## EXERCISE INSTRUCTIONS:
Please rescale the lines below by copying every line, requests included, with each coordinate in the answers multiplied by 1.7 and rounded to a whole number, halves rounded up. Keep the numbers in the requests and their format samples unchanged.

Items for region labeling
__________

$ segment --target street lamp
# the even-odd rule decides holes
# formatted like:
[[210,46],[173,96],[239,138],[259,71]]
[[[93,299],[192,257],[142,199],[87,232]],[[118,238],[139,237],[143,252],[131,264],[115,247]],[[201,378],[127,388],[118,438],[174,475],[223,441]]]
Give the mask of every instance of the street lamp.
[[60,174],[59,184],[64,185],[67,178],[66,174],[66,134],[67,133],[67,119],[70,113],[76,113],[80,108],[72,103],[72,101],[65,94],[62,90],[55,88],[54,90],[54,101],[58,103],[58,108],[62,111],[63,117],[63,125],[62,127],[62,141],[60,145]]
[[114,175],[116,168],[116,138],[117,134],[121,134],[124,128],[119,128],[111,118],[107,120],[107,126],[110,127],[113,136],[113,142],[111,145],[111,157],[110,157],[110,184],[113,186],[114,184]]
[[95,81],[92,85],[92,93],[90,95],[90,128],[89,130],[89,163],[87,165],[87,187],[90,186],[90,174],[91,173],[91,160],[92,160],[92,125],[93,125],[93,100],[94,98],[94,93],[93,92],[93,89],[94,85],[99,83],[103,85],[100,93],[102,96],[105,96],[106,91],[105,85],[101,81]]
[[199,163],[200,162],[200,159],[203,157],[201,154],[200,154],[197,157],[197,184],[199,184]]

__________

## RESULT:
$ segment --target street lamp
# the even-odd rule decides holes
# formatted like:
[[210,46],[173,96],[239,138],[259,71]]
[[[93,299],[192,257],[142,199],[87,232]],[[118,238],[139,237],[143,252],[131,264],[115,247]],[[201,378],[127,388],[118,438],[174,475],[223,441]]]
Give the mask of every instance of the street lamp.
[[102,296],[100,313],[109,315],[114,303],[112,296],[112,228],[114,226],[114,202],[119,192],[129,192],[136,184],[122,175],[122,172],[111,160],[105,153],[94,150],[92,153],[92,172],[99,175],[99,184],[105,189],[107,199],[107,213],[105,216],[105,240],[102,247]]
[[194,298],[197,286],[197,235],[199,228],[206,228],[211,218],[202,218],[189,201],[182,204],[182,214],[187,216],[192,231],[192,241],[189,247],[189,267],[187,267],[187,313],[192,316],[194,313]]
[[162,138],[156,145],[156,158],[153,162],[153,218],[151,221],[151,277],[148,281],[148,318],[153,316],[153,296],[155,294],[155,272],[156,272],[156,213],[158,213],[158,170],[160,167],[160,158],[158,156],[158,151],[160,145],[168,141],[175,145],[170,158],[173,163],[179,163],[180,155],[179,145],[172,138]]
[[338,277],[340,275],[340,270],[345,267],[342,262],[340,262],[335,267],[335,313],[338,313]]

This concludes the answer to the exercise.